START PASSAGE FOR REVIEW

Gangster Disciples Enforcer Sentenced for Committing Violent Crimes in Aid of Racketeering, Drug and Firearms Violations
Jackson, TN – Dontoreus Douglas, a/k/a "D.T.," 32, was sentenced to 280 months in federal prison for attempted murder in aid of racketeering activity; discharge of a firearm during and in relation to a crime of violence; possession of marijuana with the intent to distribute, and possession of a firearm in furtherance of a drug trafficking crime. U.S. Attorney D. Michael Dunavant announced the sentence today.
According to information presented in court, in 2009, Dontoreus Douglas became a member of the street gang and criminal enterprise known as the Gangster Disciples. The Gangster Disciples enterprise has a highly organized structure with nationwide reach, active in 35 states. In 2012, Douglas committed attempted murders for the purpose of gaining entrance to or maintaining or increasing position within the Gangster Disciples. As a member of the "Blackout Squad," he held the rank of Chief of Security/Enforcer.

END PASSAGE FOR REVIEW
START DATASET EXCERPTS

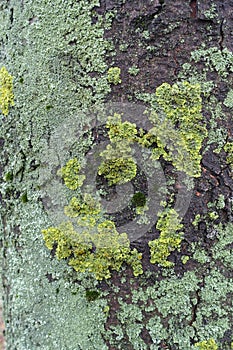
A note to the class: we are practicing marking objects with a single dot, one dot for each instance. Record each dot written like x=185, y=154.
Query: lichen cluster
x=168, y=224
x=6, y=91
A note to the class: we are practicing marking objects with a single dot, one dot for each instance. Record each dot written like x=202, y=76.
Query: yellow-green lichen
x=168, y=224
x=207, y=345
x=70, y=174
x=6, y=91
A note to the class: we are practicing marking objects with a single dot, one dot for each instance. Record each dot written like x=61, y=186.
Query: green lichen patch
x=114, y=74
x=6, y=91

END DATASET EXCERPTS

Reproduce the part of the sentencing announcement that begins with the words containing "According to information" and ends with "Chief of Security/Enforcer.".

According to information presented in court, in 2009, Dontoreus Douglas became a member of the street gang and criminal enterprise known as the Gangster Disciples. The Gangster Disciples enterprise has a highly organized structure with nationwide reach, active in 35 states. In 2012, Douglas committed attempted murders for the purpose of gaining entrance to or maintaining or increasing position within the Gangster Disciples. As a member of the "Blackout Squad," he held the rank of Chief of Security/Enforcer.